**Task brief**
Repeat the following lines exactly and nothing else: the line containing "point_to SHOULD place one pin on every instance of the woman's" and each line after it through the end of the listing.

========================================

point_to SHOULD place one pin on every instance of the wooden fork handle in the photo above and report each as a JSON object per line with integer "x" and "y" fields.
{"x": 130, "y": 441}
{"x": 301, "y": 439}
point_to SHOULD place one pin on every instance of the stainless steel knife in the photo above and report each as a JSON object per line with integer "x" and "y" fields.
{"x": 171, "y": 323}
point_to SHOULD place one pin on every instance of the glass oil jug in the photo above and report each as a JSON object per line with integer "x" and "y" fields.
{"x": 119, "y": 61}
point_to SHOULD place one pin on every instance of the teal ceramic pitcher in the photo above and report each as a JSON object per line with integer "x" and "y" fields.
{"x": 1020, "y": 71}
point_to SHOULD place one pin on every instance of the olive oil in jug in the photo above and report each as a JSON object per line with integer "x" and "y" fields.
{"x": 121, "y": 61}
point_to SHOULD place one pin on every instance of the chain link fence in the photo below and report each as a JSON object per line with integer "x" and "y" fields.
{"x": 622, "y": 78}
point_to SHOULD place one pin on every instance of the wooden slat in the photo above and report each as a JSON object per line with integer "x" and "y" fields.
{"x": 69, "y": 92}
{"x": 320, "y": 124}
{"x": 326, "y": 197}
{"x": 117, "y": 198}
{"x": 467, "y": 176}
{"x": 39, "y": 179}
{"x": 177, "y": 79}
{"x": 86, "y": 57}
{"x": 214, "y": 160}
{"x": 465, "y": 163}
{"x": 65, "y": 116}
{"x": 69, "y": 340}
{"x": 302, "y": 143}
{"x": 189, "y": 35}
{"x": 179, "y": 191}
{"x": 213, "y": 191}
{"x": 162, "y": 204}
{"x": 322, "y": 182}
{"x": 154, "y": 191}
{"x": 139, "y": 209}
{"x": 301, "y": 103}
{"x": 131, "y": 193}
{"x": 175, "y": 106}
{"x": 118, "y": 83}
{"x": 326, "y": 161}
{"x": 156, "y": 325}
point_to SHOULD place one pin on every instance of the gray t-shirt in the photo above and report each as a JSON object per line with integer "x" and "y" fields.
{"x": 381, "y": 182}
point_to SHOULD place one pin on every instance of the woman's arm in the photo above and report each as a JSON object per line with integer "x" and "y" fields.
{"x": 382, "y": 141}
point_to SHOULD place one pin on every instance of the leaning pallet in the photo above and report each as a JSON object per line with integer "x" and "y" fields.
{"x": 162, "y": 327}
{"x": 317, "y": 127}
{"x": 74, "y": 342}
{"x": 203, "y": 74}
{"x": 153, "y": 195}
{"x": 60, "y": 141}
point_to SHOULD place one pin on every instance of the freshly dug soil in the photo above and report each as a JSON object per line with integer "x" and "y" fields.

========================================

**Answer for the task**
point_to SHOULD place one pin on every instance of the woman's arm in the photo above and report each as a JSON object per line with integer "x" and "y" fields.
{"x": 382, "y": 141}
point_to SHOULD place one pin on every instance of the leaning pallet in the photo above and report each as a JSON object per line with integer "x" and "y" fields.
{"x": 162, "y": 327}
{"x": 317, "y": 127}
{"x": 74, "y": 342}
{"x": 203, "y": 74}
{"x": 153, "y": 195}
{"x": 60, "y": 141}
point_to SHOULD place one pin on every instance of the freshly dug soil in the photo above and report each as a JSON object per line with integer "x" and "y" fields.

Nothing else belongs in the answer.